Location annotation dataset excerpts
────────────────────

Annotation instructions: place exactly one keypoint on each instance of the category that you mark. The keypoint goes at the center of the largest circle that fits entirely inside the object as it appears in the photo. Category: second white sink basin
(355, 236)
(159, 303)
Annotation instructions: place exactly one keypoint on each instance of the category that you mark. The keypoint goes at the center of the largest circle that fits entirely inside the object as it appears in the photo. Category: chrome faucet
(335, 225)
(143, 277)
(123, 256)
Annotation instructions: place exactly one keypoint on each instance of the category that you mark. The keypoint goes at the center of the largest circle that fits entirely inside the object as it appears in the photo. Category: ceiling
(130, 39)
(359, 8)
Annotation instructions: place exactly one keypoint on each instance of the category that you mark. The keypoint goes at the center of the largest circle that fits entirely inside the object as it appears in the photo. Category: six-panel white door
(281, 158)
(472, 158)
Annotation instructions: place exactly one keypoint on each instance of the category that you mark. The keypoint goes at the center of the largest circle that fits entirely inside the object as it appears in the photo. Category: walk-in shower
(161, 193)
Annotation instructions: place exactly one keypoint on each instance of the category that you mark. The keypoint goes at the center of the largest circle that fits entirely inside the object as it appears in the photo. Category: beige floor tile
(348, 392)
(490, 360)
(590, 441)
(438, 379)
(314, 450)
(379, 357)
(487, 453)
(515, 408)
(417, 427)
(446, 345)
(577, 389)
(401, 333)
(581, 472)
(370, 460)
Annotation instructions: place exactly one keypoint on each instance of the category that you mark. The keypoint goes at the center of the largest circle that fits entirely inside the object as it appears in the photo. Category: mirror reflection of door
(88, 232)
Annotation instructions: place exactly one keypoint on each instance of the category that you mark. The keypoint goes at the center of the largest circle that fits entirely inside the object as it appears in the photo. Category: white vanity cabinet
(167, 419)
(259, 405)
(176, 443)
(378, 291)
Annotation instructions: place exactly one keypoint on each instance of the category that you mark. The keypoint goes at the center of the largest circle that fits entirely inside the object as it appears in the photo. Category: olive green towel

────────────────────

Exercise directions » Please write out the rows above again, changing every "keypoint" to "marker" and keeping everything else the same.

Full output »
Annotation instructions: place exactly one marker on each instance of the category that you mark. The marker goes at the center of the largest circle that fits entirely inside the object as it appears in the photo. Category: second white sink basin
(355, 236)
(159, 303)
Annotation instructions: place exactly one marker on each instance of the category that you mark. The marker goes at the center of the largest circle that fits entirely inside the object as it appears in the photo. Category: chrome faucet
(335, 225)
(143, 277)
(123, 256)
Annotation instructions: place exactly one marker on each instance of the category that you mark. The marker goes at the center of the largest circle that fits entirely inside the object as it appears in the photo. Category: ceiling
(130, 39)
(359, 8)
Annotation instructions: place exactly one marker on each instance of the category that you mark. The marker goes at the center of the largest circle that fits entirely inside the object as it appears in the photo. Category: six-panel white door
(281, 158)
(472, 158)
Annotation instructions: place exactly one marker on each instance of the category that you mark. The marker goes at the center of the largest circle that fits entirely inside the object as it appears in the photo. Category: walk-in shower
(161, 193)
Annotation instructions: place exactly one marker on each instance of the category that you mark. The marker goes at the center of the largest circle that fits entirely inside the object as it appears in the photo. Category: beige floor tile
(348, 392)
(490, 360)
(590, 441)
(438, 379)
(314, 450)
(379, 357)
(487, 453)
(515, 408)
(417, 427)
(446, 345)
(577, 389)
(401, 333)
(581, 472)
(370, 460)
Annotation instructions: place exactly one marker on each instance of the category that you mark. The marker goes at the center of the largest circle that fits entirely inside the object as it appears in the photo. Category: mirror reflection of door
(88, 232)
Annotation instructions: place exactly one marker on each instance of the category that you mark. The marker goes at the center of the largest circle that fits entirely inside the object as it appears in the photo. Category: white vanity cabinet
(167, 419)
(259, 405)
(176, 443)
(378, 291)
Annotation instructions: place exactly one marker on each instance of the category that you mark. The marker goes at the center of the largest circle that fits entirely inside the object as it appears in the photo. Category: olive green towel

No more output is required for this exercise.